__Excerpt to read__
Attorney General Eric Holder Jr. said today he has little choice but to abandon the civilian criminal case against alleged 9/11 mastermind Khalid Sheikh Mohammed and four others, after a congressional ban on the use of federal funds to transfer them from Guantánamo Bay, Cuba.
Holder said at a televised news conference — and DOJ officials made official in court filings — that he reluctantly has decided to transfer the case to the U.S. Department of Defense, allowing for military commission trials to proceed at the Guantánamo prison. That is a reversal from a position Holder announced in November 2009, when he planned to prosecute the five men in federal court in Manhattan.
The reasons for the reversal are practical, Holder said. He cited the provision in a defense-related spending bill that became law in December, over his objections, and he said justice requires that the case move forward in some venue.
“That justice is long overdue, and it must not be delayed any longer,” he said.
Still, Holder stood by his previous decision and said the Justice Department had a “powerful case” against the five men. He said he had been examining potential trial venues outside Manhattan, including a prison in Otisville, N.Y., until Congress restricted his options.
Click here (PDF) for a copy of the unsealed, 81-page indictment of the five alleged terrorists.
Asked whether members of Congress and the public should not have a say in the trial, Holder said decisions about where to prosecute belong in the executive branch of government. “I know this case in a way that members of Congress do not. I’ve looked at the files. I’ve talked to the prosecutors," he said. “So do I know better than them? Yes.”
Court filings today reiterate Holder's statement on moving the cases. “In light of this opposition by Congress to a federal criminal prosecution, the government does not believe there is any reasonable likelihood that the defendants will be tried in this forum in the near future,” the department said in an order dismissing civilian charges.
The five-page order (PDF) goes on to suggest that DOJ officials did not want to try to outwait the opponents of a civilian trial.
“Both the public generally, and the victims of the terrorist attacks of September 11, 2001, and their families specifically, have a strong interest in seeing the defendants prosecuted in some forum,” the order says. “Because a timely prosecution in federal court does not appear feasible, the Attorney General intends to refer this matter to the Department of Defense to proceed in military commissions.”

__Data shown__

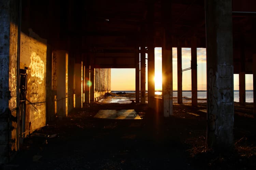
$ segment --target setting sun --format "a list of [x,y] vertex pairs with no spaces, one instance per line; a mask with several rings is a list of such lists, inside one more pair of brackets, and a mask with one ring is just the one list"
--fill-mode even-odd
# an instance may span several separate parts
[[155,73],[155,89],[156,90],[162,90],[162,73],[156,72]]

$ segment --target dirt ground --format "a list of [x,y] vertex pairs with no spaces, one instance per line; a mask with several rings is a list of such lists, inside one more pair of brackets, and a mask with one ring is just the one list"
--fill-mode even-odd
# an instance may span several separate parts
[[[199,110],[206,108],[205,103],[196,107],[189,103],[173,107],[174,116],[164,118],[148,110],[146,104],[86,105],[33,133],[56,137],[25,139],[5,169],[256,169],[253,105],[235,103],[235,147],[228,153],[204,147],[206,115]],[[102,109],[134,109],[142,119],[94,118]]]

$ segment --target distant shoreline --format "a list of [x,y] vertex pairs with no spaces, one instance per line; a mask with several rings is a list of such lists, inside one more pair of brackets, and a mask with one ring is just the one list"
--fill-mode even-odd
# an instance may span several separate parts
[[[234,91],[239,91],[239,90],[234,90]],[[253,91],[253,90],[245,90],[246,91]],[[111,90],[111,91],[117,91],[117,92],[119,92],[119,91],[121,91],[121,92],[127,92],[127,91],[132,91],[132,92],[136,92],[136,91],[134,90]],[[159,92],[161,92],[162,90],[155,90],[155,91],[158,91]],[[177,92],[178,91],[178,90],[173,90],[173,91],[174,91],[175,92]],[[182,91],[185,91],[186,92],[191,92],[191,90],[182,90]],[[197,91],[207,91],[207,90],[197,90]],[[146,90],[146,92],[147,92],[147,90]]]

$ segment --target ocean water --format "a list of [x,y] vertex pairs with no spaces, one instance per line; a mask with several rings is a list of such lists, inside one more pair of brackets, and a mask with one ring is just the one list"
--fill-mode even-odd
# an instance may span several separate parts
[[[112,92],[115,93],[117,92],[122,91],[125,92],[126,93],[135,93],[135,91],[113,91]],[[159,95],[159,97],[161,97],[161,91],[156,91],[156,94]],[[173,91],[173,97],[177,97],[177,92],[176,91]],[[184,98],[191,98],[191,91],[182,91],[182,97]],[[197,98],[198,99],[206,99],[207,93],[206,91],[199,91],[197,92]],[[234,101],[236,102],[239,102],[239,90],[234,90]],[[253,103],[253,90],[246,90],[245,91],[245,102],[247,103]]]

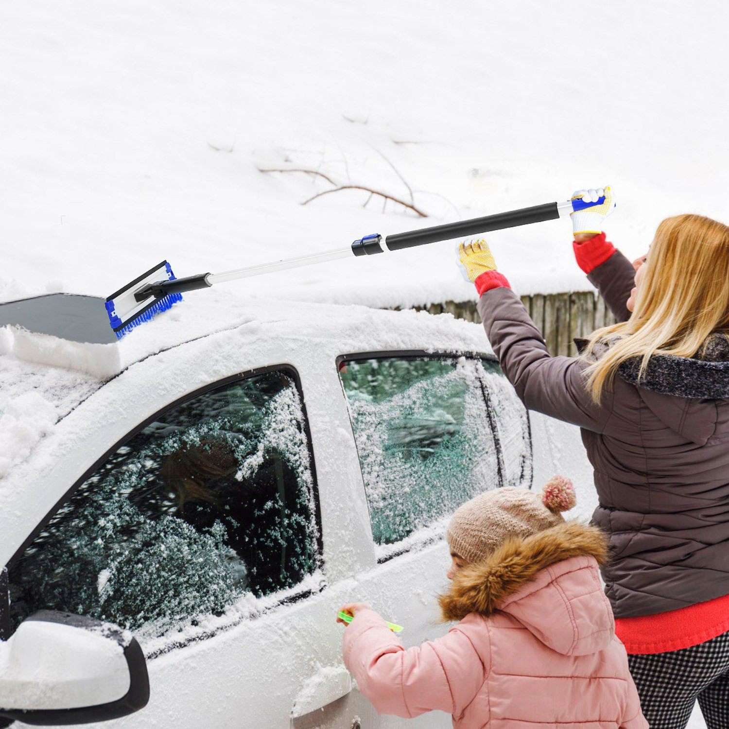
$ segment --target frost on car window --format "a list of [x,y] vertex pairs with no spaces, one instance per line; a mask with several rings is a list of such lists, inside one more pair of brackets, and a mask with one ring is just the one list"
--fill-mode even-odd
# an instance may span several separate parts
[[160,416],[82,484],[12,566],[12,615],[161,635],[297,585],[317,566],[317,529],[293,381],[238,381]]
[[484,362],[489,414],[496,430],[504,486],[531,486],[531,436],[526,408],[496,362]]
[[[492,388],[491,378],[504,379],[494,371],[491,363],[464,358],[341,366],[378,545],[401,542],[506,480],[523,481],[526,413],[513,391],[500,381]],[[502,437],[513,459],[506,469]]]

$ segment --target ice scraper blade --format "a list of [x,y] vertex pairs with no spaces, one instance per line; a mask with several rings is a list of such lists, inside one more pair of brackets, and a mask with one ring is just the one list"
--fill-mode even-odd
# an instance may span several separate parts
[[179,291],[159,292],[141,299],[139,291],[163,281],[176,281],[167,261],[163,261],[138,276],[106,299],[106,313],[117,339],[121,339],[135,327],[148,321],[155,313],[165,311],[173,304],[182,300]]

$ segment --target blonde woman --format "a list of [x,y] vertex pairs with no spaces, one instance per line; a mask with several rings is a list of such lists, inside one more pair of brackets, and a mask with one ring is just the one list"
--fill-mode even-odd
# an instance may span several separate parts
[[652,729],[683,729],[697,699],[709,729],[727,729],[729,227],[668,218],[631,265],[602,230],[610,189],[575,196],[593,203],[572,217],[577,262],[618,321],[580,356],[550,356],[484,241],[461,264],[524,404],[582,429],[603,577]]

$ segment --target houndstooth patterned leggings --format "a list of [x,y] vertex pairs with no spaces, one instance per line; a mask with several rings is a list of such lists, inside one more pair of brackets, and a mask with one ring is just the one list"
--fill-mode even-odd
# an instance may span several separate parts
[[729,729],[729,633],[628,663],[650,729],[685,729],[697,699],[707,729]]

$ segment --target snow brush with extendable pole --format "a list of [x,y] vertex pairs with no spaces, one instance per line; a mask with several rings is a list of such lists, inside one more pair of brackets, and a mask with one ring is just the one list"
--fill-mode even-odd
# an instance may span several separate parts
[[348,258],[350,256],[372,256],[383,252],[383,244],[385,250],[399,251],[404,248],[414,248],[439,241],[554,220],[585,208],[601,205],[604,200],[604,197],[601,197],[596,202],[592,203],[585,203],[580,198],[568,200],[564,203],[547,203],[532,208],[522,208],[507,213],[460,220],[445,225],[436,225],[434,227],[397,233],[388,235],[384,240],[378,233],[373,233],[355,241],[351,246],[335,249],[333,251],[310,253],[305,256],[286,258],[271,263],[261,263],[246,268],[236,268],[222,273],[198,273],[197,276],[176,278],[169,263],[163,261],[158,266],[150,268],[106,300],[109,321],[117,338],[121,339],[138,324],[148,321],[155,314],[168,309],[176,302],[182,301],[183,292],[207,289],[226,281],[247,278],[288,268],[299,268],[315,263],[324,263],[325,261]]

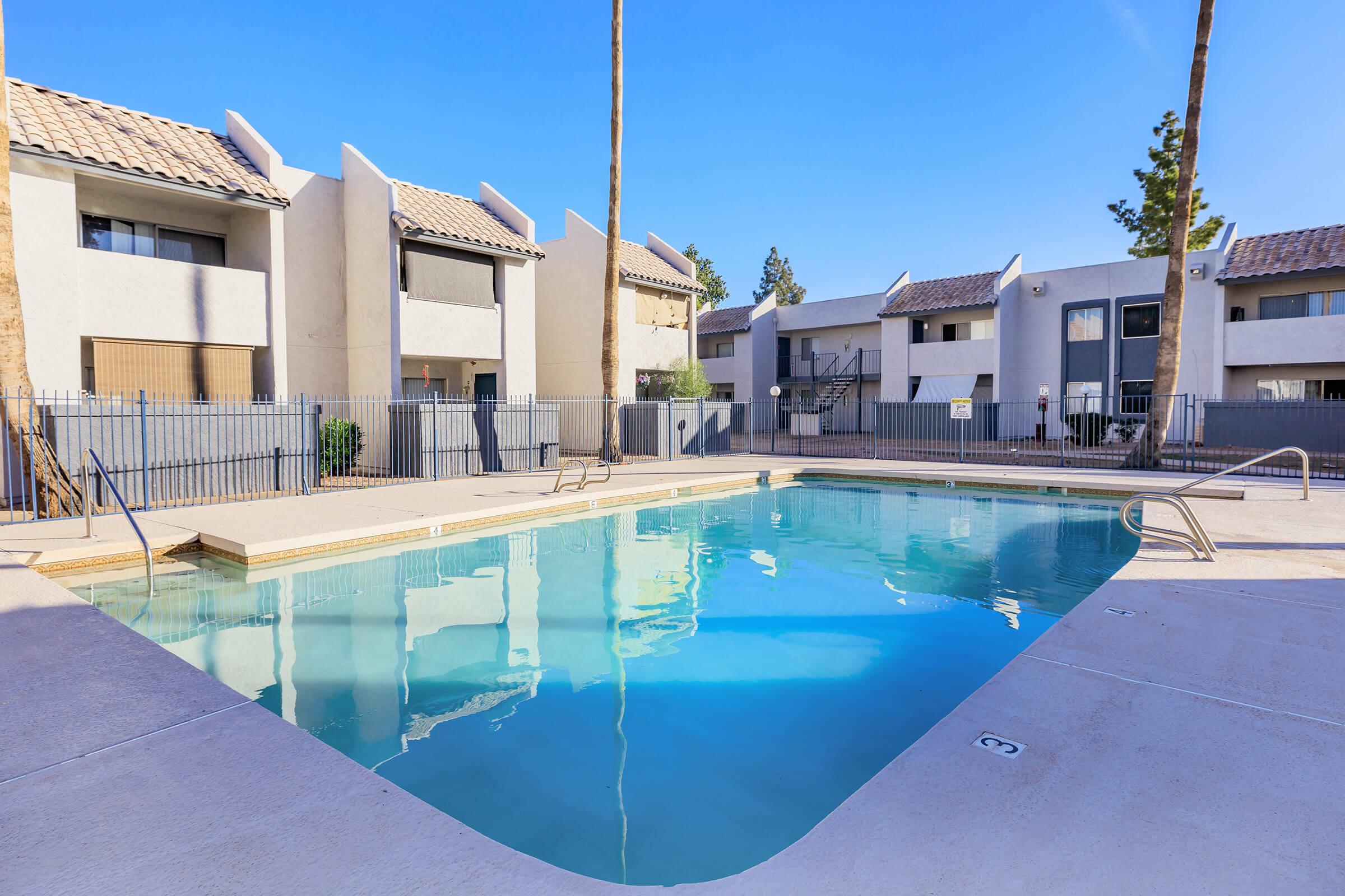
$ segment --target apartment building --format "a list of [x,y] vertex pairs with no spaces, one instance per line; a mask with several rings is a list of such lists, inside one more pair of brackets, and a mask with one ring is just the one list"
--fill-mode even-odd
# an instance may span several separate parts
[[272,152],[226,132],[8,81],[15,262],[38,390],[288,391]]
[[[1166,258],[1024,271],[1014,255],[975,274],[904,273],[882,293],[706,312],[699,357],[721,394],[763,398],[779,386],[783,399],[823,411],[874,395],[1032,403],[1045,387],[1061,412],[1138,419],[1153,394],[1166,271]],[[1229,224],[1188,253],[1185,277],[1178,392],[1345,398],[1345,226],[1239,238]]]
[[[603,394],[603,289],[607,235],[565,210],[565,236],[541,244],[537,265],[537,390],[543,395]],[[617,391],[642,395],[643,373],[694,357],[695,265],[646,234],[621,240],[617,296]]]
[[15,259],[39,391],[254,398],[537,390],[535,228],[386,177],[9,79]]

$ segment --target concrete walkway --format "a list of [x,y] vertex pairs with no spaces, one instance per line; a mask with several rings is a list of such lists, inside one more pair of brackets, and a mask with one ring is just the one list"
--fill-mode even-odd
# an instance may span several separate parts
[[[648,465],[584,501],[780,469],[791,467]],[[998,474],[1137,488],[1091,470]],[[529,477],[412,488],[148,516],[261,551],[347,535],[367,519],[360,509],[397,517],[371,525],[410,528],[445,506],[498,514],[546,500]],[[1217,562],[1143,545],[804,838],[741,875],[675,889],[1345,892],[1345,488],[1314,484],[1307,504],[1286,481],[1243,489],[1241,501],[1197,502]],[[285,501],[317,509],[281,514]],[[0,892],[629,889],[476,834],[17,562],[0,568]],[[982,732],[1025,748],[972,747]]]

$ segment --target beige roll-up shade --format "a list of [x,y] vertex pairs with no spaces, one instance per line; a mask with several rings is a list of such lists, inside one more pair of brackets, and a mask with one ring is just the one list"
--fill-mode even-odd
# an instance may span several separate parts
[[253,396],[250,345],[93,340],[98,395],[164,398]]
[[406,294],[436,302],[495,306],[495,259],[448,246],[402,243]]

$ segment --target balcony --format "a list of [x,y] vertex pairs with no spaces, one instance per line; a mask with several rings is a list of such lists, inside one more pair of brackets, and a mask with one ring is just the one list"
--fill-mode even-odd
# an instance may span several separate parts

__Task set__
(a) In the article on the Khalid Sheikh Mohammed case, where had Holder planned in November 2009 to prosecute the five men?
(b) Update the passage of the Holder article that opens with the words containing "The reasons for" and closes with "five alleged terrorists.", swapping "Otisville" for "Newburgh".
(c) Write the next part of the article on Holder's reversal in the Khalid Sheikh Mohammed case, starting after its final sentence.
The items come from a separate source.

__Written answers__
(a) In federal court in Manhattan.

(b)
The reasons for the reversal are practical, Holder said. He cited the provision in a defense-related spending bill that became law in December, over his objections, and he said justice requires that the case move forward in some venue.
“That justice is long overdue, and it must not be delayed any longer,” he said.
Still, Holder stood by his previous decision and said the Justice Department had a “powerful case” against the five men. He said he had been examining potential trial venues outside Manhattan, including a prison in Newburgh, N.Y., until Congress restricted his options.
Click here (PDF) for a copy of the unsealed, 81-page indictment of the five alleged terrorists.

(c)
The order was signed by U.S. Attorneys Preet Bharara of the Southern District of New York and Neil MacBride of the Eastern District of Virginia, and it was approved by Senior U.S. District Judge Kevin Duffy of the Southern District of New York.
Holder’s decision comes one day before the House Judiciary Committee is set to hold a hearing on the use of civilian courts to try alleged terrorists. Families of 9/11 victims have been scheduled to testify. In a statement today, Rep. Lamar Smith (R-Texas), the committee’s chairman, said the administration should have turned to military commissions sooner.
“It’s unfortunate that it took the Obama administration more than two years to figure out what the majority of Americans already know: that 9-11 conspirator Khalid Sheikh Mohammed is not a common criminal, he’s a war criminal,” Smith said.
Sen. Chuck Schumer (D-N.Y.) said in a statement that the idea of holding a trial in New York, as Holder proposed in 2009, had been “wrong-headed.” He added, “I have always said that the perpetrators of this horrible crime should get the ultimate penalty, and I believe this proposal by the administration can make that happen.”
Updated at 2:37 p.m. with Holder's comments.
Give them a fair trial ,and then hang them.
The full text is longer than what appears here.